#### Exercícios propostos
- A) Segundo o texto sobre Alberto Fernandes, entre que anos foram os dois amigos parceiros na gestão?
- B) Repita, por favor, um trecho do texto sobre Alberto Fernandes: comece nas palavras "O Alberto Fernandes era" e pare depois de "lei das probabilidades.".

#### Texto fornecido
★ ★ ★ ★

O Alberto Fernandes era meu amigo dileto, confidente, um terceiro irmão cuja morte encerra tragicamente o capítulo da nossa participação na direção da Miguel Torga onde a sua cadeira desocupada cria um vazio impreenchível.
Se é verdade que as amizades cúmplices, desinteressadas e perenes são as que se fazem na juventude, então a nossa foi a exceção que confirma a regra, a lotaria que, por uma vez, conseguimos ganhar ou um tiro na lei das probabilidades.
Conhecemo-nos na Escola Miguel Torga, em 1990, homens feitos, casados e com filhos. Desde 1991 a 2016, fomos parceiros na gestão e desenvolvemos em conjunto um trabalho profícuo que deu azo a um imenso respeito mútuo. Na gestão da escola, o Alberto revelou-se senhor de uma inteligência luminar; com uma sensibilidade e um sentido de humor finos; um homem culto e intrinsecamente curioso; um humanista vertical e corajoso, defensor dos desprotegidos, da verdade, da justiça e da legalidade; um jurista distinto e seguro, arguto e capaz de golpes de asa assinaláveis; um resistente que continuou na gestão já ferido de morte enquanto o corpo o deixou ir.
O Alberto Fernandes ficará justamente associado ao sucesso da Escola e do Agrupamento Miguel Torga, como corresponsável dos projetos, resoluções, realizações, das lutas e vitórias e como seu defensor indubitável até ao fim.
O nosso convívio aturado criou uma amizade canina, cimentada em 25 anos de partilha diária, muitas horas por dia, no trabalho e na relação íntima e familiar. Descobri então no Alberto as qualidades que fizeram dele o meu paradigma de “Homem”: um amigo incondicional, de uma lealdade e honradez raras, de uma genuinidade cristalina e de uma solidariedade a toda a prova; sempre presente nas horas difíceis com a palavra certa, um conselheiro com uma sensatez inata que procurava consensos, mas sem virar a cara à luta; rijo como as fragas de Benlhevai e inquebrantável nos princípios que o norteavam, de quem guardo queridas recordações, uma saudade insuperável e um sentimento de perda irreparável.

★ ★ ★ ★

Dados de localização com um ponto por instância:
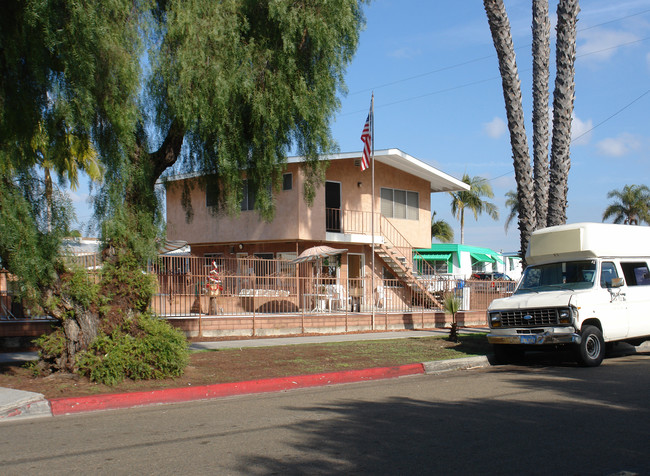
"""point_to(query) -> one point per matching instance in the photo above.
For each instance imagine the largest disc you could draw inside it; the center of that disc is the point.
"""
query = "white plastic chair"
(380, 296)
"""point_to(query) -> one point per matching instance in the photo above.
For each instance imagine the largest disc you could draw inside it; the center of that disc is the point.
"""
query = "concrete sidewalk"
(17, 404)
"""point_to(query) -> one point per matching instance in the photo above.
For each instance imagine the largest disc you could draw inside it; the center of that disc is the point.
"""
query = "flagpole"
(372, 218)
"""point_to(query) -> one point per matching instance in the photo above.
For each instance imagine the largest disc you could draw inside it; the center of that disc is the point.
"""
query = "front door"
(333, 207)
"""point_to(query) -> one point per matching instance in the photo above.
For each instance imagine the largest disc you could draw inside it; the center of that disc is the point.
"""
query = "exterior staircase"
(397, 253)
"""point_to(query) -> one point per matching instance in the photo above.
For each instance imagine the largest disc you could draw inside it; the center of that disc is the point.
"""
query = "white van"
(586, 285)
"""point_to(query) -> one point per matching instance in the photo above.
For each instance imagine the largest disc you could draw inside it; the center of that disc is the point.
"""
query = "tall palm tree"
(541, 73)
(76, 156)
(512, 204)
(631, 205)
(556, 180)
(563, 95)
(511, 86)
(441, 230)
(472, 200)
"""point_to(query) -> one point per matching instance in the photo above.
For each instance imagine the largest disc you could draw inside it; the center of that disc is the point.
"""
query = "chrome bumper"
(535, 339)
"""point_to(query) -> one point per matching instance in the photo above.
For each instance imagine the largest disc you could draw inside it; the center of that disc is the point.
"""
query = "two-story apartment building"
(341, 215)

★ ★ ★ ★

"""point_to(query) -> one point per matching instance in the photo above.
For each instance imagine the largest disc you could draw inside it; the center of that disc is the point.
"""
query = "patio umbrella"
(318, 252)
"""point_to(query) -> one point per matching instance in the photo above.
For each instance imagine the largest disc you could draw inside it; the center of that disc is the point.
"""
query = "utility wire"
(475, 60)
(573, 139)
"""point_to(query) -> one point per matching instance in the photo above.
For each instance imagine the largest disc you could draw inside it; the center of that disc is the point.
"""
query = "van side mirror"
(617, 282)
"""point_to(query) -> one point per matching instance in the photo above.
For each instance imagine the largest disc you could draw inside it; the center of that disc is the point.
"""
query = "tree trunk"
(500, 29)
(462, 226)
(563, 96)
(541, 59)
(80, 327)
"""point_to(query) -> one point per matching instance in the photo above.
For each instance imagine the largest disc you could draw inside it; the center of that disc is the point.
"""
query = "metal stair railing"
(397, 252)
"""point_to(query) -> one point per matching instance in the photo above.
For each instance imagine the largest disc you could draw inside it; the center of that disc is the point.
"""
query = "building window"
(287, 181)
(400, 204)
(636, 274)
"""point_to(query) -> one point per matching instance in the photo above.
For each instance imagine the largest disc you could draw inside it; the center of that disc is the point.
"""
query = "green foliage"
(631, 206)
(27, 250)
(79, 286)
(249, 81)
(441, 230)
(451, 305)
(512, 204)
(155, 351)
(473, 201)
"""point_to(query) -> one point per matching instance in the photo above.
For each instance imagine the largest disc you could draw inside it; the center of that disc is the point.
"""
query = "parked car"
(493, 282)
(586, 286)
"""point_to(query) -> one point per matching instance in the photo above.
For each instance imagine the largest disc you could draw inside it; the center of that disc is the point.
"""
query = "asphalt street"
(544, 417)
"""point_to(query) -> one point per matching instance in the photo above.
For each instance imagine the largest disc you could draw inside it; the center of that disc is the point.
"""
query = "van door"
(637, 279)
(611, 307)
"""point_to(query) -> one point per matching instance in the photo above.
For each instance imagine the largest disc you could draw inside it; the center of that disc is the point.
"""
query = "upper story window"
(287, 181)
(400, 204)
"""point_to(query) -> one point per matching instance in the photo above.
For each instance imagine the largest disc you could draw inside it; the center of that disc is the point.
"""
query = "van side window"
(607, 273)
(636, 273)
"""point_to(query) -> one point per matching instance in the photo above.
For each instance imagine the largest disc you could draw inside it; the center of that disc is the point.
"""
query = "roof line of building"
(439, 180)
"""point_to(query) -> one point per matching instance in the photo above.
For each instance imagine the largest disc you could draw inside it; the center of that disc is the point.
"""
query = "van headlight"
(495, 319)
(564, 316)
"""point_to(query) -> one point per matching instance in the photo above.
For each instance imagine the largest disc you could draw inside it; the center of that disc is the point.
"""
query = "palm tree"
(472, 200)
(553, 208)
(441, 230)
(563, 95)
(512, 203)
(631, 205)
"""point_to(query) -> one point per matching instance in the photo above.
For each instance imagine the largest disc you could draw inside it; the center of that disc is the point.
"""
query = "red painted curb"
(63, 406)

★ ★ ★ ★

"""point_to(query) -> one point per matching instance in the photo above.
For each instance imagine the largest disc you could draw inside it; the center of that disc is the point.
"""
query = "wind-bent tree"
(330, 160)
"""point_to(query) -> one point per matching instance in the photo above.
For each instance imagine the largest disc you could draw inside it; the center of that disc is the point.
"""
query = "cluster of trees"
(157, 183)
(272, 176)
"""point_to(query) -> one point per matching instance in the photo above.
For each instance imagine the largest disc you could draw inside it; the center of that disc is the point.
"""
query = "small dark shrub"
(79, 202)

★ ★ ★ ★

#### Respostas do exercício
- A) De 1991 a 2016.

- B)
O Alberto Fernandes era meu amigo dileto, confidente, um terceiro irmão cuja morte encerra tragicamente o capítulo da nossa participação na direção da Miguel Torga onde a sua cadeira desocupada cria um vazio impreenchível.
Se é verdade que as amizades cúmplices, desinteressadas e perenes são as que se fazem na juventude, então a nossa foi a exceção que confirma a regra, a lotaria que, por uma vez, conseguimos ganhar ou um tiro na lei das probabilidades.